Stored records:
################

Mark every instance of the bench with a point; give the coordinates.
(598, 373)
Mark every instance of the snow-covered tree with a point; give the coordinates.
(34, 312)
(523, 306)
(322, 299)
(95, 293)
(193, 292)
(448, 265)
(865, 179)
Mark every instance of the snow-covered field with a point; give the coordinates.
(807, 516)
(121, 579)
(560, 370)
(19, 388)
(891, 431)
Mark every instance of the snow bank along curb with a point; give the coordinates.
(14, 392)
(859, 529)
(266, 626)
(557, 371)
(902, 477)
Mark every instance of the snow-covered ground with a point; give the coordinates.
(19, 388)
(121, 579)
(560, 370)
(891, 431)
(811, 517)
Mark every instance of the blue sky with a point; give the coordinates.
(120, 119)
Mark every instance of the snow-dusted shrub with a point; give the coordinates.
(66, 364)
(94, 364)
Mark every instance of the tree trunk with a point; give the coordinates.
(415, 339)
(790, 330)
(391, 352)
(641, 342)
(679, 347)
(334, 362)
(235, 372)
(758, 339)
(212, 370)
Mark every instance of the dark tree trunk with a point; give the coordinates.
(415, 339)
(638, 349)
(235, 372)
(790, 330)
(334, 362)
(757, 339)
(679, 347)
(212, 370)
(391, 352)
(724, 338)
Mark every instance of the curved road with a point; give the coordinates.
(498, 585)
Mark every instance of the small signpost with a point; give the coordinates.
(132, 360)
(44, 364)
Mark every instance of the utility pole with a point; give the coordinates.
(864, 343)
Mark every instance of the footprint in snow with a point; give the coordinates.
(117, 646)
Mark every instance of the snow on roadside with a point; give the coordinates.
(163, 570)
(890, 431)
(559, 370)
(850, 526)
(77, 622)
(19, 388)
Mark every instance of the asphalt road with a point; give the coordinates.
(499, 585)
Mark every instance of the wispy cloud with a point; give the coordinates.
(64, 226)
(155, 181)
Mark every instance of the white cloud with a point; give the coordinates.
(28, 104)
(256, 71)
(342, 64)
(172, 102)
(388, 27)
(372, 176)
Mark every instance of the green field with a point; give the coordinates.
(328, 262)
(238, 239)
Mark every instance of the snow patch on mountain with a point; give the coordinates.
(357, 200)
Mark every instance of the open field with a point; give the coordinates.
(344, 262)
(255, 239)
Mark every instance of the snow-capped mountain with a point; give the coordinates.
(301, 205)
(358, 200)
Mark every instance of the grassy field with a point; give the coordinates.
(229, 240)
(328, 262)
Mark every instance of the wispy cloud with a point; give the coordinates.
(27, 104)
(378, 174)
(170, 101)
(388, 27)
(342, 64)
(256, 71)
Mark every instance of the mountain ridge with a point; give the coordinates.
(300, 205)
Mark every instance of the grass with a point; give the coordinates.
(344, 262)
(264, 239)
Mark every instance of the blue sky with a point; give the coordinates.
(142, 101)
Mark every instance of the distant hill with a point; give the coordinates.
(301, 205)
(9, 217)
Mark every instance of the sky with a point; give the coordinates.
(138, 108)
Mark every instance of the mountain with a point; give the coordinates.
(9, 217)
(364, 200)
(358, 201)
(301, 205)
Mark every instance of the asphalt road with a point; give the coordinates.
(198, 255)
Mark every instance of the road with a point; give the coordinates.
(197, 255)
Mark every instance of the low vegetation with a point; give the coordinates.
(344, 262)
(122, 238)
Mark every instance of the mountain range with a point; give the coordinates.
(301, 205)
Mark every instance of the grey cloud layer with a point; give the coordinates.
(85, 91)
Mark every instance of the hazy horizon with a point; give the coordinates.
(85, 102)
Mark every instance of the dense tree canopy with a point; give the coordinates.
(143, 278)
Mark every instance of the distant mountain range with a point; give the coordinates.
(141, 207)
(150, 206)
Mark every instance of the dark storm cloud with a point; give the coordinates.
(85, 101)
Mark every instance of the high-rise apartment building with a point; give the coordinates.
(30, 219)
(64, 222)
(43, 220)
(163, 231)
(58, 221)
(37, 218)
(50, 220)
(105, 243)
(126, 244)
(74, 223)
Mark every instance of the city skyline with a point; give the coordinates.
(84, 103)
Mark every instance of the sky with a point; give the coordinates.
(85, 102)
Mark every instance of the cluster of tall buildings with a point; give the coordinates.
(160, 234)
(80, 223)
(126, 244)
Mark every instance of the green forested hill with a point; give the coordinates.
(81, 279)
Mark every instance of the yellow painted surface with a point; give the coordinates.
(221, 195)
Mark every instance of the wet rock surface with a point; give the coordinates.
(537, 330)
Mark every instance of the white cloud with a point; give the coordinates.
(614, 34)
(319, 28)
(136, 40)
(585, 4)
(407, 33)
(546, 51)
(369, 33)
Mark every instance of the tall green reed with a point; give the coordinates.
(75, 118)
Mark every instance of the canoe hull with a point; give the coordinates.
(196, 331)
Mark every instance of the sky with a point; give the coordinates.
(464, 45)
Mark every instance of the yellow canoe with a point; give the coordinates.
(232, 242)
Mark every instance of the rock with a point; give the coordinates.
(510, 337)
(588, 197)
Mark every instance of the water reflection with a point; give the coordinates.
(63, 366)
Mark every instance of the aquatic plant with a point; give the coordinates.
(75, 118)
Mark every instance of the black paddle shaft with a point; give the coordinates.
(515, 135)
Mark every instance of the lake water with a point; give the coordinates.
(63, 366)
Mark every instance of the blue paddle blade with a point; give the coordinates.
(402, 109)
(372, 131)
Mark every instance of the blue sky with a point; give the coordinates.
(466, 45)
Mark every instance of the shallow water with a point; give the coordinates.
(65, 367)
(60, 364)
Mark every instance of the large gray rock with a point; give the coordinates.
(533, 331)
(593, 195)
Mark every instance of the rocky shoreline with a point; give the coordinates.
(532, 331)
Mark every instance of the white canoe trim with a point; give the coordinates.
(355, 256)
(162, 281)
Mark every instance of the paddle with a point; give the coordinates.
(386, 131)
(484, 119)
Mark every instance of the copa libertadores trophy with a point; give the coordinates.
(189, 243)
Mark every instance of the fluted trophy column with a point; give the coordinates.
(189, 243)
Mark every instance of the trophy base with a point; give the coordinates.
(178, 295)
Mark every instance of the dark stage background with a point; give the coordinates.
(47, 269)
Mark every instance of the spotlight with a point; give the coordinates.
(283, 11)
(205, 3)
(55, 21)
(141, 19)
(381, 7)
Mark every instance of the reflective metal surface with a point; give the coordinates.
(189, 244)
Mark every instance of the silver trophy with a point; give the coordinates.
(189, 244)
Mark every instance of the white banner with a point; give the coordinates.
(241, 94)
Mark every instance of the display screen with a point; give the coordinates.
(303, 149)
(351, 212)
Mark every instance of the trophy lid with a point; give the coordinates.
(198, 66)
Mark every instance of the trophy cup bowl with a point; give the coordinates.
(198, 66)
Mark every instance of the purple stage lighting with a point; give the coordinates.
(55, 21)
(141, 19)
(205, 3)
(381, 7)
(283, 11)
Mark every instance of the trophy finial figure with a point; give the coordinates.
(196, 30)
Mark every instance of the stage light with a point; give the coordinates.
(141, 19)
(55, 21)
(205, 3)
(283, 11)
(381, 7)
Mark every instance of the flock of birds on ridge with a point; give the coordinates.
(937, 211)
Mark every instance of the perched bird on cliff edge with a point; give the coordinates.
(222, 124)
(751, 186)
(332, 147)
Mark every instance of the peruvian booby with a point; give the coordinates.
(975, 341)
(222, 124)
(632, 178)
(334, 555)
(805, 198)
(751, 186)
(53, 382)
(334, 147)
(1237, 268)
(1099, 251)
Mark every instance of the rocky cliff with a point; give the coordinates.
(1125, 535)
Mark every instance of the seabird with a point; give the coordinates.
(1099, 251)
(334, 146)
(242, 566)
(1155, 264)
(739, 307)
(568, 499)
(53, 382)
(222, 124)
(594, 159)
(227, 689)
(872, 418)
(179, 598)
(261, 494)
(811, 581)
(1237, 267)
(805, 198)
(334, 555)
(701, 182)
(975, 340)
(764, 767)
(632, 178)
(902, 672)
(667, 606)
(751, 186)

################

• TASK TO COMPLETE: Write out again the entries from the line that contains "Mark every instance of the white banner" through the end of the entries, replacing "coordinates" with "x and y values" and changing nothing else.

• THE RESULT:
Mark every instance of the white banner with a point; give the x and y values.
(241, 94)
Mark every instance of the display screen with a point; give the x and y values.
(303, 149)
(351, 212)
Mark every instance of the trophy lid with a point; give the x and y values.
(198, 66)
Mark every instance of the trophy cup bowl with a point; give the x and y values.
(198, 66)
Mark every instance of the purple stage lighting with a point; give the x and y values.
(55, 21)
(141, 19)
(205, 3)
(381, 7)
(283, 11)
Mark every instance of the trophy finial figure with a point; give the x and y values.
(196, 30)
Mark every instance of the stage light with a point; give the x and y values.
(141, 19)
(55, 21)
(205, 3)
(283, 11)
(381, 7)
Mark every instance of the flock of birds on ridge with a point; give the x and y values.
(937, 211)
Mark every instance of the perched bird on cliff edge with a point; give the x and y values.
(222, 124)
(751, 186)
(332, 147)
Mark every instance of the peruvian booby with a point; give the x and y values.
(975, 341)
(222, 124)
(632, 178)
(334, 555)
(805, 198)
(751, 186)
(53, 382)
(334, 147)
(1237, 268)
(1099, 251)
Mark every instance of the rocky cliff with a point; give the x and y values.
(1125, 535)
Mark every instance of the seabird with a point; give the x and y values.
(1099, 251)
(334, 146)
(242, 566)
(1155, 264)
(739, 307)
(568, 499)
(53, 382)
(222, 124)
(594, 159)
(227, 689)
(872, 418)
(179, 598)
(261, 494)
(811, 581)
(1237, 267)
(805, 198)
(334, 555)
(701, 182)
(975, 340)
(764, 767)
(632, 178)
(902, 672)
(667, 606)
(751, 186)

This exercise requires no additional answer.